**Verilen görev 1:** Velayetle ilgili kaynak metne göre velayet kaldırıldığında bu karar kural olarak hangi çocuklar için geçerlidir?
**Verilen görev 2:** Velayetle ilgili kaynak metni iki cümleyle özetleyin.

**Kaynak metin:**
========================

Velayet davası açısından dikkat edilmesi gereken bir diğer husus, bu davanın herhangi bir süre kısıtlamasına tabi olmamasıdır. Yani çocuğun menfaati söz konusu olduğu sürece velayetin değiştirilmesi davası her zaman açılabilir. Ancak davayı açacak kişinin, mahkemeye sunduğu gerekçeleri güçlü delillerle ispatlaması büyük önem taşır.

Velayetin Kaldırılması Davası

Velayet hakkı, yalnızca çocuğun korunması, yetiştirilmesi ve gelişiminin sağlanması amacıyla anne veya babaya tanınmış bir haktır. Ancak bazı hallerde bu hak kötüye kullanılabilir ya da gereği gibi yerine getirilemez. Böyle bir durumda mahkeme, çocuğun üstün yararını gözeterek velayetin tamamen kaldırılmasına karar verebilir.

Türk Medeni Kanunu’na Göre Velayetin Kaldırılması (TMK m. 346)

Türk Medeni Kanunu’nun 346. maddesi uyarınca; çocuğun menfaati ve sağlıklı gelişimi tehlikeye düştüğünde, anne ve baba bu duruma çare bulamaz veya buna güçleri yetmezse hâkim gerekli önlemleri alır.

Eğer alınan önlemler sonuç vermez ya da baştan sonuç vermeyeceği açıkça anlaşılırsa, velayet kaldırılabilir.

Velayetin Kaldırılmasına Neden Olan Durumlar

Velayetin kaldırılması davasında dikkate alınabilecek bazı durumlar şunlardır:

  • Ebeveynin çocuğa yeterli ilgiyi göstermemesi

  • Çocuğun eğitim, sağlık ve bakım ihtiyaçlarının ihmal edilmesi

  • Ebeveynin ciddi sağlık sorunları veya bağımlılıkları nedeniyle velayet görevini yerine getirememesi

  • Çocuğa karşı şiddet veya kötü muamele uygulanması

Velayet Kaldırıldığında Uygulama Şekli

Velayet kaldırıldığında bu karar, kural olarak mevcut ve ileride doğacak tüm çocuklar için geçerlidir.

========================

**Etiketli bölge verilerinden alıntılar:**
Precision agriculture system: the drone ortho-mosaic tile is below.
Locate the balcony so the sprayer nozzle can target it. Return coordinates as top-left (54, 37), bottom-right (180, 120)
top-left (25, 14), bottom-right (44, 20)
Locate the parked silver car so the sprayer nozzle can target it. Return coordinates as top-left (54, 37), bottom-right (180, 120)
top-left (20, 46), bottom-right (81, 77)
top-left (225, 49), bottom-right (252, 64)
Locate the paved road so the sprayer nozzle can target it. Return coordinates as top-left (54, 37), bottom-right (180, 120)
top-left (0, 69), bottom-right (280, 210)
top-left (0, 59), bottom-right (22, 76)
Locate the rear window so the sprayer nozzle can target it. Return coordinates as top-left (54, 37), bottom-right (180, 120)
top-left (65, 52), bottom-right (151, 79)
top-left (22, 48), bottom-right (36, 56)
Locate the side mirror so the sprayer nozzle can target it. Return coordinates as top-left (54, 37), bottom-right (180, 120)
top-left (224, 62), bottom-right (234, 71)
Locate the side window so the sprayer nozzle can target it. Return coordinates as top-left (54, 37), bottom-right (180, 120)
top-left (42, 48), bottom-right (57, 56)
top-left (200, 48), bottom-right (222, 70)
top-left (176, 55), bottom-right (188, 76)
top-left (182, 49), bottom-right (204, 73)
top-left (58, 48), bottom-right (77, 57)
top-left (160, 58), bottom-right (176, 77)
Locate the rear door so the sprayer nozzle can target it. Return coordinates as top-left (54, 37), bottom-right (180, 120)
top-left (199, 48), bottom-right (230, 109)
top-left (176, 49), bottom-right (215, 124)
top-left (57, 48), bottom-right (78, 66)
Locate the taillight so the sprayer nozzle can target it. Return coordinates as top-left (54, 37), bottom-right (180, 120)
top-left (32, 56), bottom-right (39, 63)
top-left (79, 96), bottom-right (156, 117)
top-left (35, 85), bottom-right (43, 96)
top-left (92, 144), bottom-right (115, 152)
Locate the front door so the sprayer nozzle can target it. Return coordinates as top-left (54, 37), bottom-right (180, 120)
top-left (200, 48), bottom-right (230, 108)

========================

**Doğru cevap 1:** Kural olarak mevcut ve ileride doğacak tüm çocuklar için geçerlidir.

**Doğru cevap 2:** Velayetin değiştirilmesi davası herhangi bir süre kısıtlamasına tabi değildir ve çocuğun menfaati söz konusu olduğu sürece her zaman açılabilir. Türk Medeni Kanunu'nun 346. maddesine göre çocuğun menfaati ve sağlıklı gelişimi tehlikeye düştüğünde hâkim gerekli önlemleri alır; bu önlemler sonuç vermezse ya da vermeyeceği baştan açıkça anlaşılırsa velayet kaldırılabilir ve bu karar kural olarak mevcut ve ileride doğacak tüm çocuklar için geçerlidir.